Count the lines in the records below that contain the string "black", treating uppercase and lowercase as different. Reply with the number only.

Records from a data collection

(begin)

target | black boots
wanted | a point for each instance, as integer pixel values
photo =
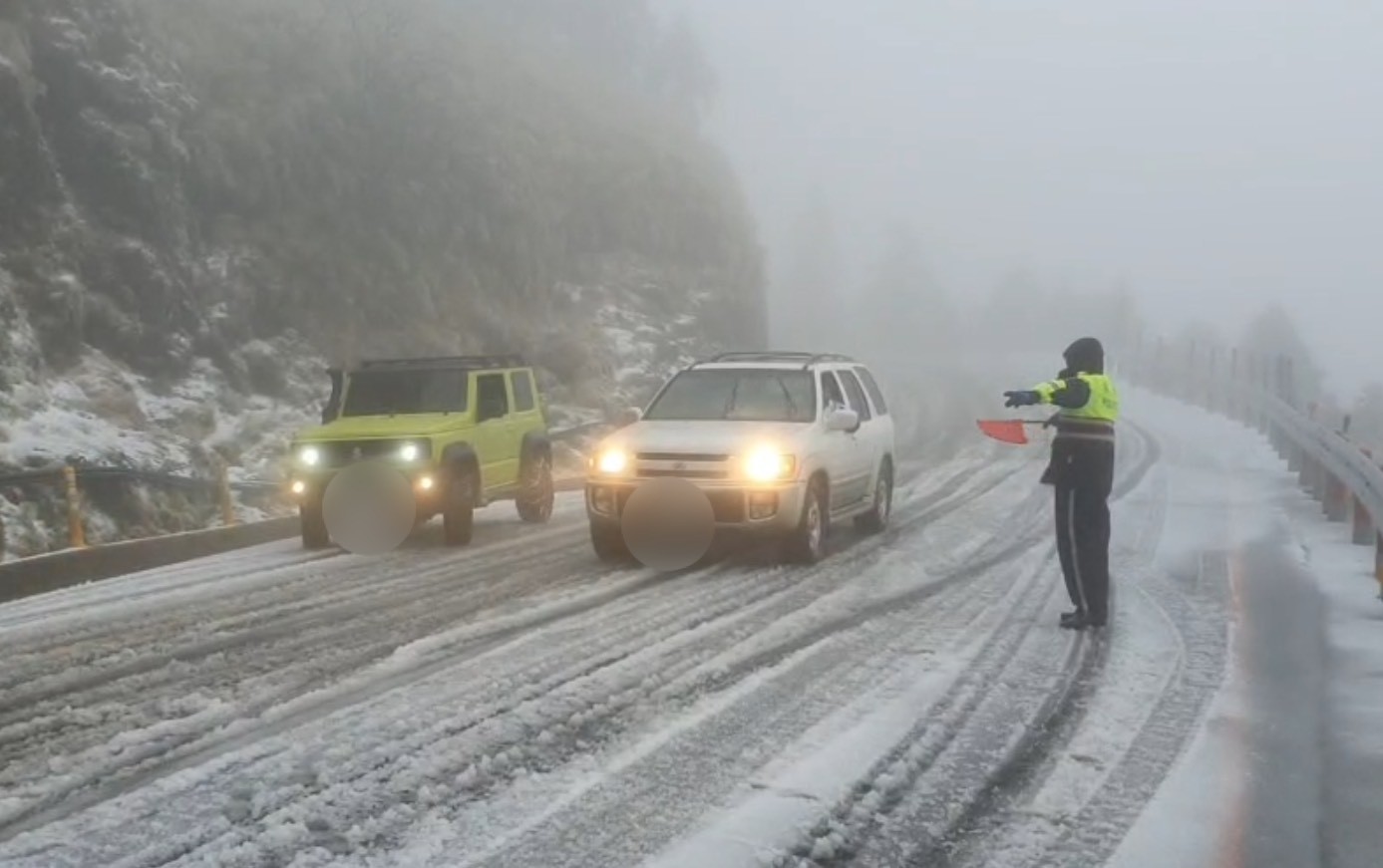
(1079, 621)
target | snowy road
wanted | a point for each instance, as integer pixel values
(908, 701)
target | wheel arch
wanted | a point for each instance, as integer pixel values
(462, 456)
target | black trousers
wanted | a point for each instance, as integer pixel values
(1083, 547)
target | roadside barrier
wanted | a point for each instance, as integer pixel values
(71, 478)
(1260, 392)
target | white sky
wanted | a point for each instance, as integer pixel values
(1215, 155)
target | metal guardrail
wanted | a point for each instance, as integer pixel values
(221, 488)
(1333, 468)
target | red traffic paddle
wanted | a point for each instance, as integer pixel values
(1008, 431)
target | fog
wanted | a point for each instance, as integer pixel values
(1211, 156)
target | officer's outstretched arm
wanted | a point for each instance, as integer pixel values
(1071, 393)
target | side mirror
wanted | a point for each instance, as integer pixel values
(841, 419)
(492, 410)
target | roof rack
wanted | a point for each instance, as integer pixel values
(779, 356)
(465, 363)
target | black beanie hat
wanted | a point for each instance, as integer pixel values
(1086, 356)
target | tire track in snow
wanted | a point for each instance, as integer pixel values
(764, 701)
(433, 595)
(938, 500)
(604, 717)
(976, 741)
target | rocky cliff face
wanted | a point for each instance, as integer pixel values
(202, 202)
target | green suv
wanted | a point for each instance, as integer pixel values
(465, 431)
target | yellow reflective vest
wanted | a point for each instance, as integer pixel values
(1096, 418)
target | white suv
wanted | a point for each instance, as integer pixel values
(782, 443)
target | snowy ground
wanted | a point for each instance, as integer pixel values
(908, 701)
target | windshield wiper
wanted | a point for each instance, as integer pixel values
(787, 396)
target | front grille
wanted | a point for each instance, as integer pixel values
(682, 466)
(347, 452)
(728, 506)
(681, 456)
(653, 473)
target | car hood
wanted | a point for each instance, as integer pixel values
(368, 428)
(710, 436)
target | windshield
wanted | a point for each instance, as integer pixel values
(749, 394)
(385, 393)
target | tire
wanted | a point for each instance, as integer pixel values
(313, 525)
(875, 520)
(535, 491)
(608, 543)
(807, 543)
(458, 516)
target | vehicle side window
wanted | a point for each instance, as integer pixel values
(858, 403)
(492, 396)
(521, 382)
(832, 392)
(875, 394)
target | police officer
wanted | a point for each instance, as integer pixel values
(1082, 471)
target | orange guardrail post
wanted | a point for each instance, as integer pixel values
(223, 488)
(76, 534)
(1378, 564)
(1364, 522)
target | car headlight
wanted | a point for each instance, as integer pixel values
(613, 460)
(768, 466)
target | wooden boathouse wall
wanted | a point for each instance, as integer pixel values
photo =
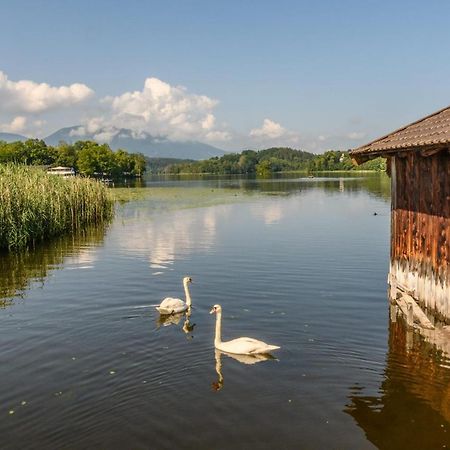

(end)

Solution below: 3